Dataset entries
────────────────

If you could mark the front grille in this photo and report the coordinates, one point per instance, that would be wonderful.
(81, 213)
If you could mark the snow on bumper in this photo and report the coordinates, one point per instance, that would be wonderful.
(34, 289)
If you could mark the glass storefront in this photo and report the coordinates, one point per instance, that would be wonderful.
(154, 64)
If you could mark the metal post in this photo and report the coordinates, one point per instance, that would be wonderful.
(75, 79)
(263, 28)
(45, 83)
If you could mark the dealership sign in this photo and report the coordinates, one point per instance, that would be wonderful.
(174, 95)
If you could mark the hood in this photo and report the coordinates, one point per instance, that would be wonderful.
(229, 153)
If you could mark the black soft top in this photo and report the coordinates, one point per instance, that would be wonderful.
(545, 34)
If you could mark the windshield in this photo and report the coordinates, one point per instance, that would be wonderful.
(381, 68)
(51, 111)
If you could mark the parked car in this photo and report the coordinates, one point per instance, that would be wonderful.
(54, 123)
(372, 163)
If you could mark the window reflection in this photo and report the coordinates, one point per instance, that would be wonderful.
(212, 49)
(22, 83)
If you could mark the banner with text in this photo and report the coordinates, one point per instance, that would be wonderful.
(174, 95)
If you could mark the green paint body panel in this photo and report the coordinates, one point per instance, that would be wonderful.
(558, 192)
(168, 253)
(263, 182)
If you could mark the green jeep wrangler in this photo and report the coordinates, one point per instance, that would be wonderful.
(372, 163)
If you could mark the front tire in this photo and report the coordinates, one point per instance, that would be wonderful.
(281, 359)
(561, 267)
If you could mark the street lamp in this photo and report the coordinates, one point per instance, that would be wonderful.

────────────────

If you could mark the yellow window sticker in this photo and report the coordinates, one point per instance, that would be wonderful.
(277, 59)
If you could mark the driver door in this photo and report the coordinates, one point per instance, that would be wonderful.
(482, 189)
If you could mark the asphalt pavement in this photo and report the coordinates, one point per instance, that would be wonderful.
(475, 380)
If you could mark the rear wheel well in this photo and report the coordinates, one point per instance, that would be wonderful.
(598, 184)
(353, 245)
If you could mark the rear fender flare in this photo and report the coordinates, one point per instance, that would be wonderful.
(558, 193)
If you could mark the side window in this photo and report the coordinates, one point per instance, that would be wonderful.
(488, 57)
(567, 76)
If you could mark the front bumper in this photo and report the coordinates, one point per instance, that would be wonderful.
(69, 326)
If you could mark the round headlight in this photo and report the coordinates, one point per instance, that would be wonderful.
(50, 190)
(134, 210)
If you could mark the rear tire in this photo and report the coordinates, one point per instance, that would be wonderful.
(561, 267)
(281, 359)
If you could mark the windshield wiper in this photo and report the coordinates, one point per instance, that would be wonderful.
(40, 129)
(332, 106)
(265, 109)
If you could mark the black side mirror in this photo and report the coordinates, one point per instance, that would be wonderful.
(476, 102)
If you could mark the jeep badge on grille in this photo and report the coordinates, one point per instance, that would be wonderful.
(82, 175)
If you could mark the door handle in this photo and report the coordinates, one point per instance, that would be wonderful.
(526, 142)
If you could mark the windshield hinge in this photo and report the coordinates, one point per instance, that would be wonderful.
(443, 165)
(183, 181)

────────────────

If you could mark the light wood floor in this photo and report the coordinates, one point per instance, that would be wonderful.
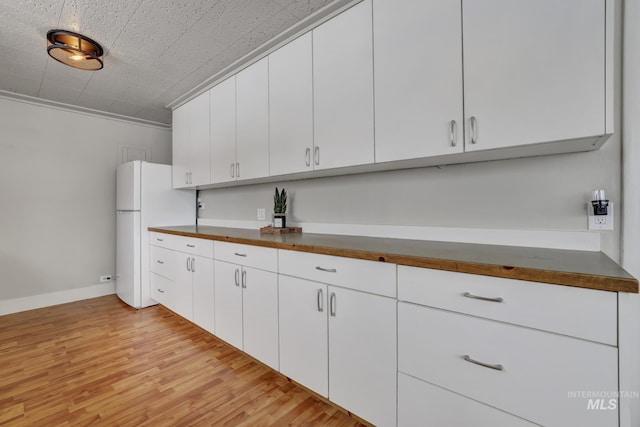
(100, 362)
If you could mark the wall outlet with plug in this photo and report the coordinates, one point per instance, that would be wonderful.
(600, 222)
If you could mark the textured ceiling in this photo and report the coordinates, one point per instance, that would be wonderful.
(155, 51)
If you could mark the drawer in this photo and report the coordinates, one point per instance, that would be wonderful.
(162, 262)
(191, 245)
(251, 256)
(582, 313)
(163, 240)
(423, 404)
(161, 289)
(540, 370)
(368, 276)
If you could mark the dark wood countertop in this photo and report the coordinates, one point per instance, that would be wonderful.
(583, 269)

────────────────

- **ASSIGNMENT**: Could you repeat exactly the lines above from the line with "If you could mark the green jeep" up to and including the line with "If you could mark the street", and only those?

- **RESPONSE TO THIS TASK**:
If you could mark the green jeep wrangler in this photo and report the coordinates, one point per instance, that would be wonderful.
(372, 163)
If you could mark the front tire in this photo and report the coordinates, one point per instance, that would be wonderful.
(281, 359)
(561, 267)
If you could mark the street lamp in this photo and report the coordinates, one point per instance, that would be wonderful.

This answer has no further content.